## Material for this exercise
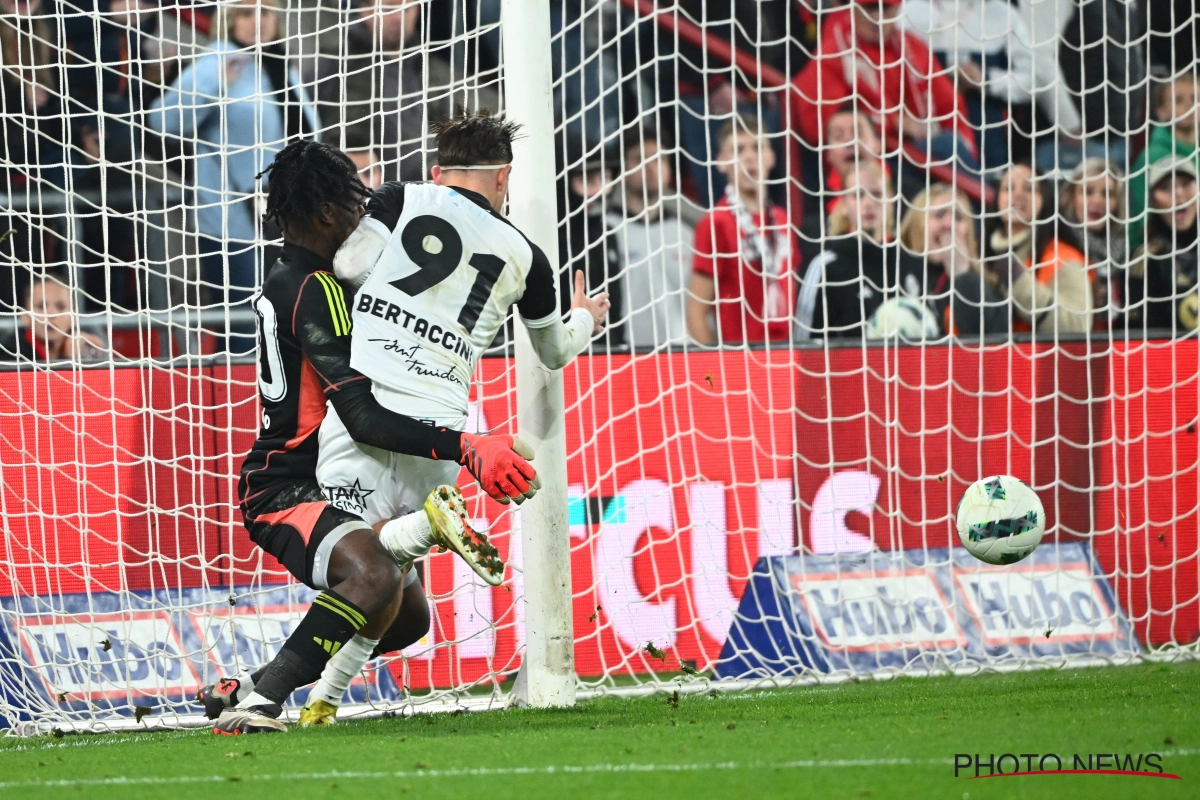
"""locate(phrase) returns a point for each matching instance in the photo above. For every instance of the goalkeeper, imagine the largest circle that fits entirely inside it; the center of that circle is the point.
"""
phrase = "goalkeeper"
(436, 270)
(317, 199)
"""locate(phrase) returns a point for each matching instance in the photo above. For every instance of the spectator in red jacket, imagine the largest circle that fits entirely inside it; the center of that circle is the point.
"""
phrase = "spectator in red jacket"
(865, 61)
(745, 254)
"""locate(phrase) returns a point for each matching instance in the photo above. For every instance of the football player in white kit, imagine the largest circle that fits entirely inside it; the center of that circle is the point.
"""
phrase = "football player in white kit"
(435, 269)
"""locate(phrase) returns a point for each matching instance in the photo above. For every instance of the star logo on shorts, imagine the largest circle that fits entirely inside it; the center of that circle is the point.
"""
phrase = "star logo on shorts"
(348, 498)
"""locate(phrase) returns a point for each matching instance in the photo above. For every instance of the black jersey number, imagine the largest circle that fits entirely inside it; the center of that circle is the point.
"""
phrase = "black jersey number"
(436, 247)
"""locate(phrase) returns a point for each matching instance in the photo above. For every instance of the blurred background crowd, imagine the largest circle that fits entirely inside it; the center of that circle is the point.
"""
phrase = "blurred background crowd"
(731, 172)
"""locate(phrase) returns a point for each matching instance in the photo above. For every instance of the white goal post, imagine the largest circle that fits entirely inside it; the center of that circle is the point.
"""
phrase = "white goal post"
(547, 672)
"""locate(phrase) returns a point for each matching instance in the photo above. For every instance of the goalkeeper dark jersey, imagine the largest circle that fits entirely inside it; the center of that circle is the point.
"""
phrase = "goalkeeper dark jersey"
(304, 360)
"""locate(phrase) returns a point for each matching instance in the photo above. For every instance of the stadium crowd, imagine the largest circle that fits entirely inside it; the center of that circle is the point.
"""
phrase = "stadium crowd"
(937, 154)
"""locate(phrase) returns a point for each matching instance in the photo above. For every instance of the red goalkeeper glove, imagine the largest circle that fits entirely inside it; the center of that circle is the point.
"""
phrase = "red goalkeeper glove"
(501, 464)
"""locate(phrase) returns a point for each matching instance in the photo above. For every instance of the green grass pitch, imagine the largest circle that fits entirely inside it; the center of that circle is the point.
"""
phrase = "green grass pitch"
(879, 739)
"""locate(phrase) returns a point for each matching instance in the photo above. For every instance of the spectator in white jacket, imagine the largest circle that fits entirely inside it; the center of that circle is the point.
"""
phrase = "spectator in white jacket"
(654, 240)
(1000, 73)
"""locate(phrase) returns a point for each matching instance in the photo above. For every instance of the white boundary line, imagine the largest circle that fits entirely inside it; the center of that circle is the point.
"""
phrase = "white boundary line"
(502, 771)
(682, 685)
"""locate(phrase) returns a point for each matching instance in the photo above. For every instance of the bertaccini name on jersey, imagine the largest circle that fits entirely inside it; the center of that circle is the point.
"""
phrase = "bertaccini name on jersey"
(431, 332)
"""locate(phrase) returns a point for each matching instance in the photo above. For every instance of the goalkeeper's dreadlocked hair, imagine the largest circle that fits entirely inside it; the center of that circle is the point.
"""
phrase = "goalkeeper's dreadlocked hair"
(306, 175)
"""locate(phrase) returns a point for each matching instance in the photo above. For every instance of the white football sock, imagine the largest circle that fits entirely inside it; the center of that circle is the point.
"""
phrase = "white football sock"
(341, 669)
(408, 537)
(253, 699)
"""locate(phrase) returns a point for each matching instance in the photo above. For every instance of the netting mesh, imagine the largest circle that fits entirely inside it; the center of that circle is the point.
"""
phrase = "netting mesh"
(859, 256)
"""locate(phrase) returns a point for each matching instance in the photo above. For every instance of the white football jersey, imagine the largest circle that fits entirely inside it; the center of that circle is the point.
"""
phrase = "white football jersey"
(437, 293)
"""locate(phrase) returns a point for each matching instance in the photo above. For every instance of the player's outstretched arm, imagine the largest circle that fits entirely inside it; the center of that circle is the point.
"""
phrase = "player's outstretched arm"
(557, 342)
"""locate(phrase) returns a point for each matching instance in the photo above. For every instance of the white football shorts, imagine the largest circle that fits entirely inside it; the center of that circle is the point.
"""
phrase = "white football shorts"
(377, 485)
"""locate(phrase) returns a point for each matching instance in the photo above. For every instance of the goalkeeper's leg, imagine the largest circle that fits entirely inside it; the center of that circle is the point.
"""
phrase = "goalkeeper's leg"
(329, 549)
(408, 625)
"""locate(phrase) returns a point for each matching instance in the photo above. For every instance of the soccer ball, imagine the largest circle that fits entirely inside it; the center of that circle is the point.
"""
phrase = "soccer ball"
(1000, 519)
(905, 318)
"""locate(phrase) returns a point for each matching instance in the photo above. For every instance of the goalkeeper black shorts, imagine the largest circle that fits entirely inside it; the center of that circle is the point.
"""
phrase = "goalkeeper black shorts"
(299, 528)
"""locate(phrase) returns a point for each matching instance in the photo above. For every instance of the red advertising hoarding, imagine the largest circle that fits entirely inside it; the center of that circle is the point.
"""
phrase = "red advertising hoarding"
(684, 469)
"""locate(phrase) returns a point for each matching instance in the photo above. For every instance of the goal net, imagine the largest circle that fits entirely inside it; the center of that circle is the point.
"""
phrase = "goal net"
(859, 256)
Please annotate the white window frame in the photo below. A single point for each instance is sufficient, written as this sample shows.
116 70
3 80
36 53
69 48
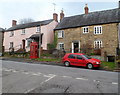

## Activity
Repeat all of the listing above word for word, and exclude the pictures.

## Output of the exercise
"""locate(phrase) returns a point for each matching instance in the photo above. For every instance of the goalkeeper, imagine the largest circle that fits entirely inside it; the center of that circle is the point.
"""
phrase = "goalkeeper"
(436, 270)
(317, 199)
"""locate(phrase) returns a point for each matching instance in the photo above. For every instance of the spectator in red jacket, imagine the largest circle that fits entirely inside it; the center of that circle is the point.
"""
phrase = "spectator in red jacket"
(865, 61)
(745, 254)
"""locate(phrase) returns a point for each matching instance in the photo above. For every instance of the football player in white kit, imagine the largest circle that fits entirely inside it; the center of that circle is the point.
"""
phrase = "football player in white kit"
(435, 269)
"""locate(phrase) returns a point for each matching instance in the photo above. For every instance of the star logo on shorts, imagine the largest circle that fits entirely inside it; the center of that circle is the point.
"""
phrase = "star logo on shorts"
(348, 498)
"""locate(phrase) returns a point for each matching instance in the photo above. For every instance of the black jersey number, imagine the largest circle that fits entirely inside it; the center of that circle is the point.
"""
phrase = "black jersey number"
(436, 247)
"""locate(phrase) returns a point for each matching instance in the photo above. For every instance of the blurred background crowd, imagine the largest circle that fits entirely inside it; the center of that circle is the point.
"""
phrase = "blurred background crowd"
(731, 172)
"""locate(phrase) returns a point for each matching instance in the photo above. For every instance of the white goal post, imagine the largest circle that fits entirely inside it; the center of that circle is the point.
"""
phrase = "white goal post"
(547, 672)
"""locate(phrase) returns a point for each matching instance in the photo above. For every instance of the goalkeeper dark jersey, imagine the largest circle that fits entirely inside it; the center of that circle is the point.
"""
phrase = "goalkeeper dark jersey"
(304, 360)
"""locate(phrase) returns a point for each matching instance in the photo above. For every instance of the stadium crowd, imagine the largest circle that fits entirely inside it; the center of that circle is the point.
"""
phrase = "stadium crowd"
(937, 154)
"""locate(phrase) returns a point for each matching instance in the photo above. For every instance of the red goalkeeper glove, imagine the largest circle that fits entirely inside it; the center of that circle is the point.
"""
phrase = "red goalkeeper glove"
(501, 464)
"""locate(phrase) returns a point for each matching instance in the photo above. For every instance of the green grass pitch, imagine the largest circle that fits entirely inside it; the center of that circle is the point.
"""
phrase = "green grass pitch"
(879, 739)
"""locate(phrase) returns a point for each matching instance in the photo above. For every instance of the spectator in white jacket, imagine the largest circle that fits entirely inside it; the center of that circle is the point.
"""
phrase = "spectator in white jacket"
(654, 240)
(1000, 73)
"""locate(phrase) returns a point for each matching instance in the photo above. For every instance of the white boundary line, imagine the largest circle that fits entirely inside it; the center of that circle is the point.
"""
phrase = "white boundary line"
(502, 771)
(682, 685)
"""locate(phrase) returns a point for each matching instance in the photo above. For every instance of the bertaccini name on jersey, imagine the largest circle that fits entirely inside it; the center of that circle is the point.
"""
phrase = "bertaccini name on jersey"
(431, 332)
"""locate(phrase) returns a point for each matching instance in the photo above. For every instance of the goalkeeper's dreadlocked hair, imagine the largest circle that fits entirely inside it; the center of that circle is the point.
"""
phrase = "goalkeeper's dreadlocked hair"
(306, 175)
"""locate(phrase) returns a point for each matching instance in the photo above. For every instance of the white football sock, imagine the largest circle that fits entirely inside it; the center of that circle is the point.
"""
phrase = "white football sock"
(341, 669)
(408, 537)
(253, 699)
"""locate(phrase) returns a point for each matching instance in the photo above. For every instance of the netting mesh, imagine the largest circle that fits entirely inside it; the center of that circle is the point.
"""
phrase = "netting mesh"
(859, 256)
"""locate(phrase) returns a point for each matching instance in the photo above. For every instance of the white football jersey, imagine the largest circle that fits entirely inside it; the center of that circle is the point.
"""
phrase = "white football jersey"
(437, 293)
"""locate(phrase) returns a point for each matching instance in the photo above. For every instance of the player's outstretched arm, imagine the largest circle that fits entirely inside it; the center of that circle is the point.
"""
phrase = "player's outstretched arm"
(557, 342)
"""locate(phrase) returns a point for each matching instance in the photo above. For every instance of the white football shorts, imagine the largest circle that fits entirely inside it; the center of that circle is the point.
"""
phrase = "white football shorts"
(377, 485)
"""locate(phrase) returns a point for each matching instance in the photo above. For every instance of the goalkeeper's leg, imagine the largest circle that fits entirely inside it; the center of that circle is the point.
"""
phrase = "goalkeeper's leg"
(329, 549)
(408, 625)
"""locate(phrase) returns a point for each matching instance in the photo above. For every instance of the soccer ball, imagine the largest circle that fits entirely inside it; the center of that circle is the point.
"""
phrase = "soccer ball"
(1000, 519)
(905, 318)
"""locate(phrase) returns a point for each matching instance in the photo above. For every instance of the goalkeeper black shorts, imagine the largest circle that fits entirely inside it; the center of that circle is the point.
"""
phrase = "goalkeeper black shorts"
(299, 528)
"""locate(phrase) returns a point for each matching instance in the photo above. For every instance of the red advertising hoarding, imagine the largest circle that fits entirely inside it; the center of that circle is the point.
"""
phrase = "red advertising hoarding"
(684, 469)
"""locate(phrase) returns a point for each matching instance in the photo above. For every instance of the goal net, imagine the largest circle that fits entirely inside it; the center of that circle is the point.
"""
phrase = "goal net"
(859, 256)
Please annotate the white window frame in the photo below. A single point for each instance is sufficient, written as this sample shows.
116 70
3 80
36 53
69 48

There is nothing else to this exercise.